- [Stated goal]:
Rewrite the records from the line holding "the wood grain" through the end of the records, inclusive, swapping "texture" for "pattern" and leaving everything else in those lines untouched.

- [Data records]:
----------------------------------------

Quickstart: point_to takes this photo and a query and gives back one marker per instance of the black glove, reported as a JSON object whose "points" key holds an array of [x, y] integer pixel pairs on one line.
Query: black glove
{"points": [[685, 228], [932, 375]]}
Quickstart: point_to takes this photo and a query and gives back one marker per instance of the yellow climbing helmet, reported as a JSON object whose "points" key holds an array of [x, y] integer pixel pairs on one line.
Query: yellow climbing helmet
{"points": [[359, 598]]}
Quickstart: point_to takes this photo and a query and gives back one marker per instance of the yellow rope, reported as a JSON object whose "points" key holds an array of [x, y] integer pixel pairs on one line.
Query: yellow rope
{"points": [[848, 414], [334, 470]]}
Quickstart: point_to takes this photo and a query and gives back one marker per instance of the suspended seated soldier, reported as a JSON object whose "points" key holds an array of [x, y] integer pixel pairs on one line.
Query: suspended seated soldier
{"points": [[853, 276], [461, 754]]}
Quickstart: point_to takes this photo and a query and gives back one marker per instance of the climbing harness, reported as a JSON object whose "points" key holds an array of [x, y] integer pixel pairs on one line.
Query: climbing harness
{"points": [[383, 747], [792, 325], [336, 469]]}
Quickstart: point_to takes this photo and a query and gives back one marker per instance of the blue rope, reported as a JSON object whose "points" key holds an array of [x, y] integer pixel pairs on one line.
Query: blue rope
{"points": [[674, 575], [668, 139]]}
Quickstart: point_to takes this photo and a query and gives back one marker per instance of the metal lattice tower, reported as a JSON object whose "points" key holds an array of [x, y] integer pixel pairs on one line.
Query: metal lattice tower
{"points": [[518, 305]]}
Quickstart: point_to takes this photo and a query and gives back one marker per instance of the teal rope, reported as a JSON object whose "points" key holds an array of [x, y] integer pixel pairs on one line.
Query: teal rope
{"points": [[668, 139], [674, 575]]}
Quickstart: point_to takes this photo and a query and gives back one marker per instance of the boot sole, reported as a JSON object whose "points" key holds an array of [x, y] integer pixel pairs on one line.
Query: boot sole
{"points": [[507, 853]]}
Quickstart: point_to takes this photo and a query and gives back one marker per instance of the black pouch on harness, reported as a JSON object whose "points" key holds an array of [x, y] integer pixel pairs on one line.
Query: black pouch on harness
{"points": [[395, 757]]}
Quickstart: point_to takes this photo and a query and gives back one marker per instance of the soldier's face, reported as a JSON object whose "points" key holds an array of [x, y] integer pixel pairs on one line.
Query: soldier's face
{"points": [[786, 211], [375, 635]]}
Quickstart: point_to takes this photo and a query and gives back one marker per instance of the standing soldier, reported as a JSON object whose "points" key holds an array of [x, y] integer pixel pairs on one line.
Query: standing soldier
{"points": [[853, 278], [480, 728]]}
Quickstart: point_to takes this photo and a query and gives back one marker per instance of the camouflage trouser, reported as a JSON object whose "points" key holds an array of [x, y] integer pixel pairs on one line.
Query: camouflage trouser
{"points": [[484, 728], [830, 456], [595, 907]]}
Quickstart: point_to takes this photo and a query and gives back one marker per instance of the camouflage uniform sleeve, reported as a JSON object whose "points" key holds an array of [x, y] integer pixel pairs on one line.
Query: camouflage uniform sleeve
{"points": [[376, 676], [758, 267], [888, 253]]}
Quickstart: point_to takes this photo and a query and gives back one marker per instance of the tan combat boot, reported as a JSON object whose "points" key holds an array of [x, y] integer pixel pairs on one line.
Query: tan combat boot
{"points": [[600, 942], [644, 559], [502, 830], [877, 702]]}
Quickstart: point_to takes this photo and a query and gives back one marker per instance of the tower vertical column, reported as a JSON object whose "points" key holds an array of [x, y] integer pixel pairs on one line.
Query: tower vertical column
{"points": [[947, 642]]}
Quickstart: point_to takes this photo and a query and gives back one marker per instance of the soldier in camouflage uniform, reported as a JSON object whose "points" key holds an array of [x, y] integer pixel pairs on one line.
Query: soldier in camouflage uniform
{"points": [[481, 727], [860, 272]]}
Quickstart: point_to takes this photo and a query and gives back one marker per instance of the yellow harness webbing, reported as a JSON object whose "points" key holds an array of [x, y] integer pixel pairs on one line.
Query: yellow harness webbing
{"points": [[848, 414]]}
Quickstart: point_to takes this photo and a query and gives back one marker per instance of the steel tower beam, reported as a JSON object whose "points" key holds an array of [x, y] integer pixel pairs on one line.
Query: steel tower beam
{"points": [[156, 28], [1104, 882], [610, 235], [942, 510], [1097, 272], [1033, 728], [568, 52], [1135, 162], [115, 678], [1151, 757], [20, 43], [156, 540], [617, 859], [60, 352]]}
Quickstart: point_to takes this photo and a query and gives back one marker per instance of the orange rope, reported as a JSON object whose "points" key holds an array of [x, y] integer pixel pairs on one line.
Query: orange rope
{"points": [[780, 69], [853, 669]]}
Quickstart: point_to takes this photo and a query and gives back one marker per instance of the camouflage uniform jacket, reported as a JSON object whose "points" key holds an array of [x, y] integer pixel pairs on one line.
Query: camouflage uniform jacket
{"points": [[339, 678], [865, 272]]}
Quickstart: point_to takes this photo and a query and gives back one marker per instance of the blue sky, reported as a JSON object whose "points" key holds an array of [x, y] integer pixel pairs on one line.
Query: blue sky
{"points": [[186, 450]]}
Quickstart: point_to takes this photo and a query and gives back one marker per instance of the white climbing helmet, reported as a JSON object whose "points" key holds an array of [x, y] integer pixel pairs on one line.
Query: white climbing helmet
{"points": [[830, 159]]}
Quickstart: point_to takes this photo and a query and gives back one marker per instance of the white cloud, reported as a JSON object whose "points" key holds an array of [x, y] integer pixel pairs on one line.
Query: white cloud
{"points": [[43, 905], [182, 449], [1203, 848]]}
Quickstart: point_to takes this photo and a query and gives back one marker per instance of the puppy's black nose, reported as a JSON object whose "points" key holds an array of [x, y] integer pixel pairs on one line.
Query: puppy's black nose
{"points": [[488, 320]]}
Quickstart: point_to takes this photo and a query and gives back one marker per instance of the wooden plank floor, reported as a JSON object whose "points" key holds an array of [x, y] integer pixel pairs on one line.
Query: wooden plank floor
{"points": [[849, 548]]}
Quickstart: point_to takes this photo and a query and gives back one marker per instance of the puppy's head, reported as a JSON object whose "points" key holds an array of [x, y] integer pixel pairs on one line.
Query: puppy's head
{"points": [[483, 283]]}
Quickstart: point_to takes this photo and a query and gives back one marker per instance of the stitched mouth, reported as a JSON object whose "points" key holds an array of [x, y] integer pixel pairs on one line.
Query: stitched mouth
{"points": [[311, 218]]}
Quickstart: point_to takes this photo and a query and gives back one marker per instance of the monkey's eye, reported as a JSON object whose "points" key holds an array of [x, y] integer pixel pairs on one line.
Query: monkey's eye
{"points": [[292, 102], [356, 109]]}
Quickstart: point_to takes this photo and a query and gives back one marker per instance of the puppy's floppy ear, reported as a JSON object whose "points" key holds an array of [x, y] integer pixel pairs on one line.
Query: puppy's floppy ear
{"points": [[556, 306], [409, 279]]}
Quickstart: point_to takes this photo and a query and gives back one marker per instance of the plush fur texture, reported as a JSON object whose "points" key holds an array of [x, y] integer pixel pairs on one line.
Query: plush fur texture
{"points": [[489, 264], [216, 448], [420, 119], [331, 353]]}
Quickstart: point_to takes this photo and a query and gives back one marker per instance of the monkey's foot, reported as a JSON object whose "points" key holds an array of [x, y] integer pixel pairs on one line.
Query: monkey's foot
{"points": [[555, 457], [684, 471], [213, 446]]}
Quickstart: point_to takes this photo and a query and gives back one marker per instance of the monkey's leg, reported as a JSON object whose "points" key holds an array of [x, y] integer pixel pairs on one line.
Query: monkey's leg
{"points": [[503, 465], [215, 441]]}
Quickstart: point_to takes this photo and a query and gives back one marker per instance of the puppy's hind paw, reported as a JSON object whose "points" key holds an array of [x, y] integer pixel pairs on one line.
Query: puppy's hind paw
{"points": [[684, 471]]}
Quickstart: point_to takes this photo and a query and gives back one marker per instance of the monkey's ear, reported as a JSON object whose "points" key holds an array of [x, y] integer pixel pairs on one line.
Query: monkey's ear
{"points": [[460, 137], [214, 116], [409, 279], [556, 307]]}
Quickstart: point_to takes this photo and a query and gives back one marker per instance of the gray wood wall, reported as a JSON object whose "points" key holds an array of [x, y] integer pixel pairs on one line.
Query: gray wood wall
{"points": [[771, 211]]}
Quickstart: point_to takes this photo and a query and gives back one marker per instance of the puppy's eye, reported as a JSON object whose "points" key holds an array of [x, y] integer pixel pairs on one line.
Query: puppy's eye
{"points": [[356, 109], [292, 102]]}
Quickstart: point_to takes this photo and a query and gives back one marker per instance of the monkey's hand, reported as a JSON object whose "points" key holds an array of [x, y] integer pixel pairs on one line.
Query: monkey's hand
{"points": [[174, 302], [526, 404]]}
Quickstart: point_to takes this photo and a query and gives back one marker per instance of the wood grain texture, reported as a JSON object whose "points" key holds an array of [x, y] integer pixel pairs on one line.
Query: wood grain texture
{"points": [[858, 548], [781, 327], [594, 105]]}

----------------------------------------

- [In response]:
Quickstart: point_to takes this photo and a query and gives back one marker per instance of the wood grain pattern, reported as a JSON object whose "points" key holds an array of [x, y] integer pixel pairs on one line.
Query: wood grain pattern
{"points": [[858, 548], [781, 327], [594, 105]]}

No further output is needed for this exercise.